# [Records]

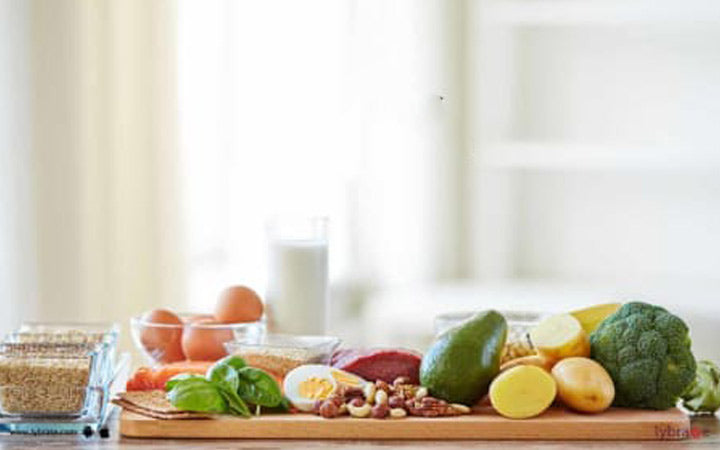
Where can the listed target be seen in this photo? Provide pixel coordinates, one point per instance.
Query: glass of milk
(297, 286)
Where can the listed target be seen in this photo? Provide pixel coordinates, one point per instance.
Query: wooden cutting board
(554, 424)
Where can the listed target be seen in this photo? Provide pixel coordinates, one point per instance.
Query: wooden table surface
(706, 430)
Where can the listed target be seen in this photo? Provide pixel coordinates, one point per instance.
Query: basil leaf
(170, 384)
(259, 388)
(236, 405)
(224, 375)
(197, 394)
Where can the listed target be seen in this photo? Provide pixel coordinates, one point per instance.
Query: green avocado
(462, 361)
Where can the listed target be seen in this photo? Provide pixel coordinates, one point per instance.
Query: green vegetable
(646, 351)
(197, 394)
(703, 396)
(462, 362)
(229, 385)
(259, 388)
(224, 375)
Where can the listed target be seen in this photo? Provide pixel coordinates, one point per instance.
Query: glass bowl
(168, 343)
(278, 354)
(519, 322)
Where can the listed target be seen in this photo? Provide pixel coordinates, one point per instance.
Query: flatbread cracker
(154, 404)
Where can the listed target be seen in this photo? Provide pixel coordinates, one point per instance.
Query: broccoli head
(703, 395)
(646, 351)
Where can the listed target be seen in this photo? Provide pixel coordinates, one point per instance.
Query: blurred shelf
(600, 12)
(548, 156)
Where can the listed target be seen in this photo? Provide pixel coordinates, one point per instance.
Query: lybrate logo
(669, 432)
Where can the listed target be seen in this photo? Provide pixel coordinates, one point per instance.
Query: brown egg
(196, 317)
(238, 304)
(205, 343)
(163, 343)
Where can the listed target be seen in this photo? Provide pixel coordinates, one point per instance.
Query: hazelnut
(351, 393)
(357, 402)
(379, 411)
(396, 401)
(329, 409)
(421, 393)
(337, 399)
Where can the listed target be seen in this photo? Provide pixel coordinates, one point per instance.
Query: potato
(531, 360)
(583, 384)
(522, 392)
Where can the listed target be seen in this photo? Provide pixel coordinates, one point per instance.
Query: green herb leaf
(197, 394)
(236, 405)
(225, 375)
(259, 388)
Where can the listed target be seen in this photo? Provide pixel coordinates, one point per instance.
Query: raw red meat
(379, 364)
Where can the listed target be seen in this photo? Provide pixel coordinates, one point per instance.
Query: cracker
(154, 404)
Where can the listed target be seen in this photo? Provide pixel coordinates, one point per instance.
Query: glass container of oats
(42, 379)
(278, 354)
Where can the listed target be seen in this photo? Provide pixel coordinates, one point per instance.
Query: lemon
(560, 336)
(591, 317)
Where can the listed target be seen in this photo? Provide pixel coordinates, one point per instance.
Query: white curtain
(336, 107)
(91, 231)
(144, 144)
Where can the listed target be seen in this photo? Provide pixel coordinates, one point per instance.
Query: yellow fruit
(522, 392)
(591, 317)
(531, 360)
(583, 385)
(559, 337)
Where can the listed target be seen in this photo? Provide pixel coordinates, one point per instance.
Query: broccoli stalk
(646, 351)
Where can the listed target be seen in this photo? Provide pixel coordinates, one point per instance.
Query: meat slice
(379, 364)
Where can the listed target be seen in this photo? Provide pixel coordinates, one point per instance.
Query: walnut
(430, 407)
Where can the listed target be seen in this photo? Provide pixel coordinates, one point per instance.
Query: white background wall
(16, 251)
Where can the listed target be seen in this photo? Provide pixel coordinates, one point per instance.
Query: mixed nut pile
(381, 400)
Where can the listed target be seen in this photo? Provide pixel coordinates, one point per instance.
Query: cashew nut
(359, 411)
(397, 413)
(369, 392)
(380, 397)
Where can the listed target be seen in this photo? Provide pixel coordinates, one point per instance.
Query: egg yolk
(315, 388)
(346, 378)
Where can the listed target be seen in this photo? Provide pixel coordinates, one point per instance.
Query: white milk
(297, 286)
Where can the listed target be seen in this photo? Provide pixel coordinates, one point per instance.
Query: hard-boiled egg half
(304, 385)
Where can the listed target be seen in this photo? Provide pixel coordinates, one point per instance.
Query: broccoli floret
(703, 395)
(646, 351)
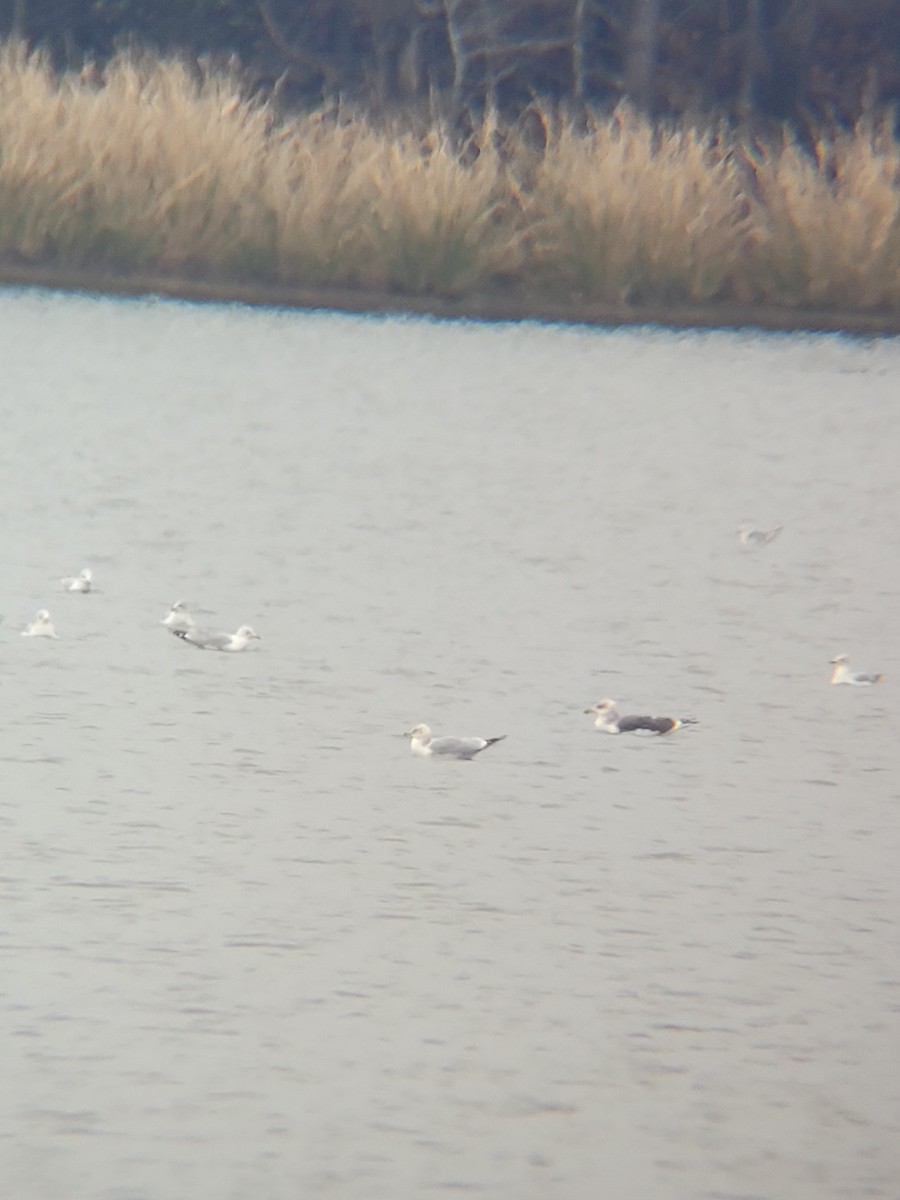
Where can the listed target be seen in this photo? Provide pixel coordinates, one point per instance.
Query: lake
(255, 948)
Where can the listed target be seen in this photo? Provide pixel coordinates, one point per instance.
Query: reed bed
(151, 167)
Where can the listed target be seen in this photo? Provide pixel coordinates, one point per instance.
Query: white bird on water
(178, 619)
(41, 627)
(425, 744)
(213, 641)
(750, 537)
(609, 720)
(82, 582)
(843, 673)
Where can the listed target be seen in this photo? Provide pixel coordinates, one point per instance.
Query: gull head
(420, 732)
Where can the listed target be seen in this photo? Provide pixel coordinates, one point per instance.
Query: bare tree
(641, 53)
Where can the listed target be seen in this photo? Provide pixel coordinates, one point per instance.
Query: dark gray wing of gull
(204, 639)
(462, 748)
(653, 724)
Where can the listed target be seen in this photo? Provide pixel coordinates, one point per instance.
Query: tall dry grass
(828, 225)
(629, 213)
(153, 167)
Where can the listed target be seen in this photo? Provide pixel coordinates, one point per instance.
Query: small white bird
(82, 582)
(209, 641)
(607, 720)
(41, 627)
(750, 537)
(178, 619)
(843, 673)
(425, 744)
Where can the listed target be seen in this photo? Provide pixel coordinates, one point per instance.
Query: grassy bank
(147, 172)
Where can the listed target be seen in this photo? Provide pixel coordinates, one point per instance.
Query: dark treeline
(810, 63)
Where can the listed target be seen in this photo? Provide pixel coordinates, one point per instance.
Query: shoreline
(490, 306)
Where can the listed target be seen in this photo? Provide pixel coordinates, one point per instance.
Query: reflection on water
(255, 947)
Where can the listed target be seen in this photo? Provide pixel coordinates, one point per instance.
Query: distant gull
(425, 744)
(178, 619)
(750, 537)
(207, 641)
(41, 627)
(82, 582)
(843, 673)
(607, 720)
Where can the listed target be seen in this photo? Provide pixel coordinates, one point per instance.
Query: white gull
(750, 537)
(204, 640)
(82, 582)
(843, 673)
(178, 619)
(425, 744)
(41, 627)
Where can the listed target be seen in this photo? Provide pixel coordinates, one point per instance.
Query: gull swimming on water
(178, 619)
(607, 720)
(207, 641)
(82, 582)
(750, 537)
(425, 744)
(41, 627)
(843, 673)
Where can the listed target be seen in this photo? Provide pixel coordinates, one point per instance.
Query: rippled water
(252, 947)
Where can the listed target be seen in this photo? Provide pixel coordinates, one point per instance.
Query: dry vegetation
(150, 168)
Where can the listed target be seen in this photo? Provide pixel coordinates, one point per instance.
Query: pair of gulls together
(180, 623)
(606, 715)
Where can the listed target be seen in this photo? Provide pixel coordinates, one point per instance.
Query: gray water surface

# [Task directions]
Keep the pictures out of the copy and write out the data exactly as it stands.

# [Task answer]
Where can the listed target be seen in this photo? Provide pixel coordinates, one point per instance.
Query: glass of milk
(297, 286)
Where can the listed target be seen in this photo? Provide pixel coordinates, one point per instance.
Query: wooden cutting board
(554, 424)
Where can the listed target be seen in this photo? Provide pixel coordinates, one point per instance.
Query: wooden table surface
(706, 430)
Where can the listed target be seen in this photo? Provide pixel coordinates, one point per instance.
Query: basil leaf
(170, 384)
(259, 388)
(236, 405)
(224, 375)
(197, 394)
Where can the listed target be seen in this photo? Provide pixel coordinates, one point per instance.
Query: green avocado
(462, 361)
Where can the listed target be seen in this photo? Provide pixel coordinates, one point per instance.
Query: green vegetable
(646, 351)
(197, 394)
(703, 396)
(462, 362)
(229, 385)
(259, 388)
(224, 375)
Where can the listed target be seen in this photo? Provide pixel coordinates, one point per instance.
Query: glass bowl
(168, 343)
(278, 354)
(519, 322)
Where can the listed target be seen in this photo? Provide pixel coordinates, one point per instance.
Query: flatbread cracker
(154, 404)
Where can the listed target be seen in this photo? Provide pixel coordinates, one point per instance.
Query: broccoli head
(703, 395)
(646, 351)
Where can the listed target be seen in this photo? Provide pixel coordinates, one point per instance.
Query: blurred shelf
(600, 12)
(548, 156)
Where can the listed target be seen in this photo? Provide pixel coordinates, one point per instance.
Query: lybrate logo
(669, 432)
Where can the listed target be seen in this photo? Provide pixel coordinates, one point per instance.
Query: brown egg
(196, 317)
(238, 304)
(205, 343)
(163, 343)
Where can the listed target be seen in this photo? Provide pixel coordinates, one point per instance.
Query: hazelnut
(351, 393)
(357, 402)
(379, 411)
(396, 401)
(329, 409)
(421, 393)
(337, 399)
Where can the listed target be seen in this photo? Provide pixel coordinates, one point per instance.
Query: potato
(531, 360)
(583, 384)
(522, 392)
Where can the listed target be seen in this photo? Provide pixel coordinates, one point per instance.
Query: green herb leaf
(197, 394)
(236, 405)
(225, 375)
(259, 388)
Where can the listed target be seen in this photo? Provide pixel coordinates, one point per instance.
Query: raw red meat
(379, 364)
Where can the listed target be seen in this photo? Provide pixel coordinates, one point per instance.
Query: cracker
(154, 404)
Where can the listed target be seen in this photo? Provide pixel coordinates, one point per instance.
Query: glass container of oats
(42, 379)
(278, 354)
Where can the listed target be seen in this photo? Provide pixel coordinates, one point per instance.
Query: lemon
(560, 336)
(591, 317)
Where can the listed target be seen in this photo? Provide pixel coordinates, one point per instance.
Query: white curtain
(336, 107)
(91, 231)
(144, 144)
Where can the listed target be seen in this photo? Provide pixel coordinates, one point per instance.
Query: yellow fruit
(522, 392)
(591, 317)
(531, 360)
(583, 385)
(559, 337)
Where can the listed target be seen in this photo? Provide pixel coordinates, one point per instance.
Query: broccoli stalk
(646, 351)
Where can the listed target be seen in this photo? Provide pixel coordinates, one point per instance.
Query: meat slice
(379, 364)
Where can the listed target be seen in this photo? Provide pixel coordinates, one point per instance.
Query: walnut
(430, 407)
Where can the listed target be seen in this photo? Provide pixel coordinates, one point per instance.
Query: white background wall
(16, 251)
Where can the listed target be seen in this photo? Provide pixel coordinates, one point per instance.
Query: mixed nut pile
(381, 400)
Where can the listed target be seen in this photo? Provide pixel coordinates, one point per instance.
Query: cashew nut
(359, 411)
(397, 413)
(369, 392)
(380, 397)
Where can the listed target be seen in this photo? Provide pixel coordinates, one point per instance.
Query: egg yolk
(315, 388)
(346, 378)
Where can the listed target be seen in this photo? Provide pixel coordinates, one point per instance.
Query: white milk
(297, 286)
Where can the listed target be seen in this photo? Provide pixel coordinates, one point per instance.
Query: hard-boiled egg half
(304, 385)
Where can the listed target be seen in this photo? Provide pixel coordinates, one point per instance.
Query: broccoli floret
(703, 395)
(646, 351)
Where can the listed target be seen in this photo? Provide pixel coordinates, one point per instance.
Query: lake
(255, 948)
Where can the listed target be seen in this photo? Provide pixel coordinates, one point per instance.
Query: reed bed
(151, 167)
Where can the listed target be seen in this photo? Provide pixel coordinates, one point per instance.
Query: white bird on water
(178, 619)
(41, 627)
(425, 744)
(213, 641)
(750, 537)
(609, 720)
(82, 582)
(843, 673)
Where can the listed target be seen in this photo? Provide pixel coordinates, one point per instance.
Query: gull head
(420, 732)
Where can the listed target be seen in this photo? Provide pixel coordinates, one point per instance.
Query: bare tree
(641, 53)
Where can the listed target be seen in this photo? Provide pixel coordinates, one point per instance.
Query: dark gray wing of gull
(204, 639)
(462, 748)
(653, 724)
Where can the listed target be seen in this photo? Provide pixel coordinates, one point per instance.
Query: tall dry grass
(828, 225)
(629, 213)
(153, 167)
Where can the listed target be seen in this photo? Provide pixel coordinates, one point per instance.
Query: small white bird
(82, 582)
(209, 641)
(607, 720)
(41, 627)
(750, 537)
(178, 619)
(843, 673)
(425, 744)
Where can the listed target be seen in this photo? Provide pixel coordinates, one point per instance.
Query: grassy bank
(147, 172)
Where can the listed target be seen in this photo? Provide pixel coordinates, one point per instance.
Query: dark treeline
(810, 63)
Where can the listed target be seen in this photo? Provide pixel coordinates, one point per instance.
Query: shoreline
(490, 306)
Where can the listed target be seen in this photo? Provide pixel coordinates, one point per instance.
Query: reflection on water
(255, 947)
Where can the listed target be seen in this photo? Provide pixel coordinates, one point per instance.
Query: distant gull
(425, 744)
(178, 619)
(750, 537)
(207, 641)
(41, 627)
(82, 582)
(843, 673)
(607, 720)
Where can the listed target be seen in this photo? Provide pixel coordinates, one point per instance.
Query: white gull
(750, 537)
(204, 640)
(82, 582)
(843, 673)
(178, 619)
(425, 744)
(41, 627)
Where can the listed target be seen in this photo? Provide pixel coordinates, one point per instance.
Query: gull swimming on water
(178, 619)
(607, 720)
(207, 641)
(82, 582)
(750, 537)
(425, 744)
(41, 627)
(843, 673)
Where can the listed target be seen in this photo? Provide pixel coordinates, one point per instance.
Query: rippled water
(252, 947)
Where can the listed target be seen in this photo? Provide pixel coordinates, one point per instance.
Query: dry vegetation
(150, 168)
Where can the listed target be seen in this photo? Provide pixel coordinates, one point per instance.
Query: pair of gulls together
(180, 623)
(606, 715)
Where can the listed target be seen in this photo? Provide pixel coordinates, one point per instance.
Query: gray water surface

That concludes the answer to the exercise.